• [Objective]: Count the lines in the items below that contain the word "pitch", treating case as significant, and reply with the count alone.
### Entries ###
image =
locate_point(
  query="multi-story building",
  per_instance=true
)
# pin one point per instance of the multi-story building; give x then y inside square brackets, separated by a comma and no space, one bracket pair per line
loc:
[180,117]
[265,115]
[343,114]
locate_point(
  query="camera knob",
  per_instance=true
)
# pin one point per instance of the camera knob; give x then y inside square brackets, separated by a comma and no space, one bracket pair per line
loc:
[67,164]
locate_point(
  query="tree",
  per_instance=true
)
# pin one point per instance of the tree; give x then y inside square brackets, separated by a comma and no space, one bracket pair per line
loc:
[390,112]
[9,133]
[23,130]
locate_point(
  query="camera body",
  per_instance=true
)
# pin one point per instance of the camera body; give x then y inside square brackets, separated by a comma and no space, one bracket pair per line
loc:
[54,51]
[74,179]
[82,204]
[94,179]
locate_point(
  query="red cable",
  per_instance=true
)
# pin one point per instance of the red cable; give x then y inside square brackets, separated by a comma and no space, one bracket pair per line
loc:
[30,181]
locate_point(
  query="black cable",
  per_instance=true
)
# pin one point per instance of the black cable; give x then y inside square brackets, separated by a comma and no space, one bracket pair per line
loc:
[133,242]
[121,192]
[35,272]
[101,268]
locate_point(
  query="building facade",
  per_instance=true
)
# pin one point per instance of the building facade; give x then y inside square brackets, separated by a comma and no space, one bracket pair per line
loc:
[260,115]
###
### Entries ###
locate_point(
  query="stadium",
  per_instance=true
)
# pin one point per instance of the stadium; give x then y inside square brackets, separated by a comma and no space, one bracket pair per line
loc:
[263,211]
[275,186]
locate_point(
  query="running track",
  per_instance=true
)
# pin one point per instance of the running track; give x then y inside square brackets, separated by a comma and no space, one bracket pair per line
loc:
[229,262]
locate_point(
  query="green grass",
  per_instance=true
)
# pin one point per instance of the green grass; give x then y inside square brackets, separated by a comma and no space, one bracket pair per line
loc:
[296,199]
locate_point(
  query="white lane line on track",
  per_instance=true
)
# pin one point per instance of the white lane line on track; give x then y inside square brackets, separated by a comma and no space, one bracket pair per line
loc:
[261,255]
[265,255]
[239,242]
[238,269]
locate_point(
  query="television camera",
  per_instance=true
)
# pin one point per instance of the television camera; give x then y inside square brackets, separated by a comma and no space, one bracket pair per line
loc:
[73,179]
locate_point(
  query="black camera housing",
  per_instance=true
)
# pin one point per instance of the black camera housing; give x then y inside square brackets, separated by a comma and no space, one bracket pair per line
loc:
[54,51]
###
### Entries ###
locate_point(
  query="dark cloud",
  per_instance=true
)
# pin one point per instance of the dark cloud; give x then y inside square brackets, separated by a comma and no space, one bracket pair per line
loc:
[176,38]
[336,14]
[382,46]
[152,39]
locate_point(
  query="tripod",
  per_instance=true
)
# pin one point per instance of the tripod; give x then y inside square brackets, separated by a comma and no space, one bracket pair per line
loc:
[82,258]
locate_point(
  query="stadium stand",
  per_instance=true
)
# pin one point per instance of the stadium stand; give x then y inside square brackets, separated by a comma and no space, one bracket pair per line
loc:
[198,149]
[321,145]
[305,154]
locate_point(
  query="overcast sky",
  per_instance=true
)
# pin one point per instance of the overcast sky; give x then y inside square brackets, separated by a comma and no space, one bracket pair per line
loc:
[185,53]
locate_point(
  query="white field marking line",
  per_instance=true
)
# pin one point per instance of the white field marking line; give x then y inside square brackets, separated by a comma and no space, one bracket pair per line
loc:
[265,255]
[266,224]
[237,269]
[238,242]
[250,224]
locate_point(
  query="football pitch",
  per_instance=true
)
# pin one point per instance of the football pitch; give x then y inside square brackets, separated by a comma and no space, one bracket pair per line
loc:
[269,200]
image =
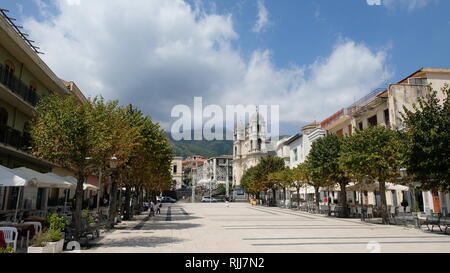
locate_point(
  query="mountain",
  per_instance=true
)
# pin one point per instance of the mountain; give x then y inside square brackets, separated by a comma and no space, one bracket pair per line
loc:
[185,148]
###
• [The result]: 2